**Trecho:**
= = = = = = =

Nos bastidores de Ruanda

Docente esteve durante 11 dias no País das Mil Colinas

Ellen Santini

25/04/2019

A professora do curso de Direito da Toledo Prudente Centro Universitário, Ligia Maria Lario Fructuozo acaba de chegar de Ruanda.
 
A docente conta que visitou o país africano com objetivo de realizar pesquisas aprofundadas sobre o genocídio bem como a forma que o país se reconstruiu após o ocorrido.
 
Genocídio: Em apenas cem dias em 1994, mais de um milhão de pessoas foram massacradas em Ruanda por extremistas étnicos hutus. Eles vitimaram membros da comunidade minoritária tutsi, assim como seus adversários políticos, independentemente da sua origem étnica.
 
Ligia enfatiza que desde a graduação, busca por informações e detalhes sobre o ocorrido.
 
 
“Na minha pós-graduação não foi diferente e agora, em meados do mestrado, resolvi ampliar a minha pesquisa indo para o País”, comenta.
 
 
Confira a entrevista realizada pela assessoria de comunicação com a docente da Toledo Prudente
 
Quanto tempo durou a sua viagem?
Fiquei 14 dias fora do Brasil, mas apenas para chegar até Ruanda, entre voos e espera de conexões, foram quase 40 horas. Especificamente em Ruanda tive o prazer de passar 11 dias.
 
Já em Ruanda, quantas cidades/regiões conheceu?
Neste período, estive em 4 diferentes regiões, Kigali, Butare, Kibuye e Gisenyi em busca de museus, memoriais, além de pessoas que pudessem me dar informações relacionadas ao genocídio. Consegui inclusive visitar mais locais do que eu esperava, tudo isso graças a pessoas que fui conhecendo no decorrer da viagem e que foram me dando dicas importantíssimas.

= = = = = = =

**Objetivos:**
A – Responda às perguntas abaixo com base na reportagem sobre a viagem a Ruanda.
(i) Quantos dias a professora passou especificamente em Ruanda?
(ii) Segundo a reportagem, quantas pessoas foram massacradas em Ruanda em 1994?
(iii) Quais foram as regiões de Ruanda visitadas pela professora?
B – Repita sem alterações a parte da reportagem sobre a viagem a Ruanda que começa com as palavras "A docente conta" e termina com "sua origem étnica.".

**Dados fornecidos:**
= = = = = = =

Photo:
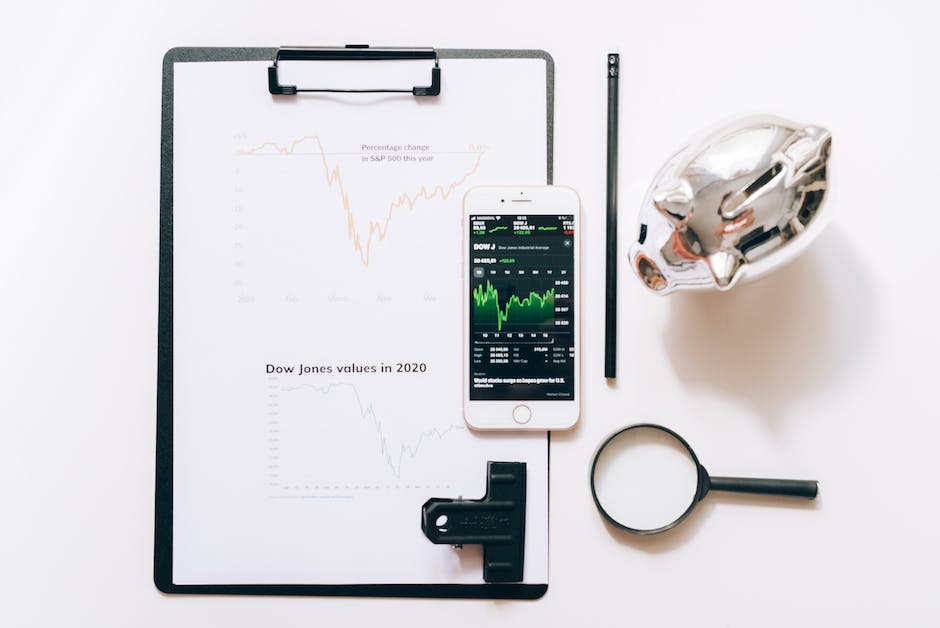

= = = = = = =

**Respostas dos exercícios:**
A –
(i) 11 dias.
(ii) Mais de um milhão de pessoas.
(iii) Kigali, Butare, Kibuye e Gisenyi.

B –
A docente conta que visitou o país africano com objetivo de realizar pesquisas aprofundadas sobre o genocídio bem como a forma que o país se reconstruiu após o ocorrido.
 
Genocídio: Em apenas cem dias em 1994, mais de um milhão de pessoas foram massacradas em Ruanda por extremistas étnicos hutus. Eles vitimaram membros da comunidade minoritária tutsi, assim como seus adversários políticos, independentemente da sua origem étnica.